[Records from a data source]
———

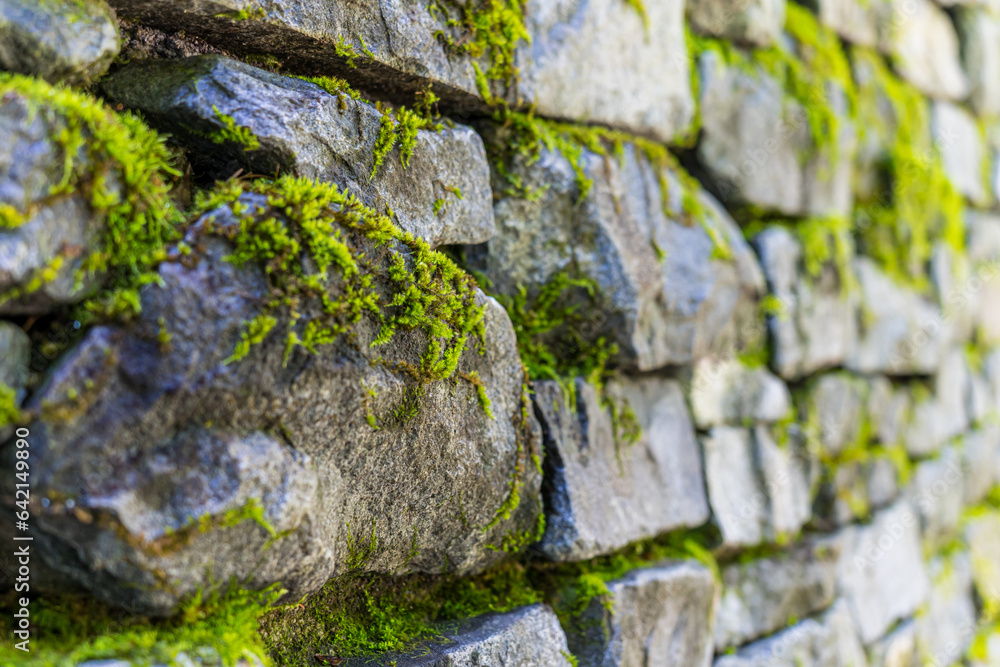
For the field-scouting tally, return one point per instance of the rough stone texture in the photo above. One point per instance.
(161, 440)
(754, 22)
(71, 41)
(525, 637)
(725, 391)
(659, 312)
(963, 151)
(753, 140)
(896, 649)
(758, 597)
(660, 616)
(834, 411)
(979, 32)
(829, 641)
(922, 42)
(901, 333)
(304, 130)
(817, 325)
(758, 491)
(936, 492)
(31, 165)
(601, 493)
(982, 534)
(638, 75)
(881, 573)
(948, 623)
(397, 52)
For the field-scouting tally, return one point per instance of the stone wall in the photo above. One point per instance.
(501, 332)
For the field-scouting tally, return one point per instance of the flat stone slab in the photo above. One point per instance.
(760, 596)
(61, 41)
(603, 493)
(441, 194)
(659, 616)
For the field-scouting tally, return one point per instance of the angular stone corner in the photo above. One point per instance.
(602, 492)
(727, 392)
(758, 490)
(61, 41)
(520, 638)
(443, 194)
(666, 292)
(754, 138)
(817, 324)
(880, 573)
(183, 466)
(901, 333)
(655, 613)
(761, 596)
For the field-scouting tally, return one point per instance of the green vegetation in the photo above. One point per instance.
(72, 630)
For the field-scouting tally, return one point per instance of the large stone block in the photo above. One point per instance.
(602, 492)
(881, 572)
(728, 392)
(758, 491)
(757, 145)
(70, 41)
(760, 596)
(754, 22)
(187, 465)
(816, 326)
(901, 333)
(525, 637)
(923, 45)
(964, 151)
(438, 187)
(658, 617)
(827, 641)
(399, 47)
(666, 293)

———

> WHAT THE EXERCISE ASKS
Give back the lines of the listing from the one with "of the green" through the end, both included, exactly as written and with nothing added.

> FINAL RESULT
For the field-scouting tally, return one point per instance of the green vegetation in the photo above. One point per instance.
(72, 630)
For the field-scouting tally, return one point per instance of the large stone block in the photo above. One point per instance.
(602, 492)
(881, 572)
(728, 392)
(758, 491)
(757, 145)
(70, 41)
(760, 596)
(754, 22)
(187, 465)
(816, 326)
(901, 333)
(525, 637)
(923, 45)
(964, 151)
(438, 187)
(658, 617)
(827, 641)
(399, 47)
(666, 293)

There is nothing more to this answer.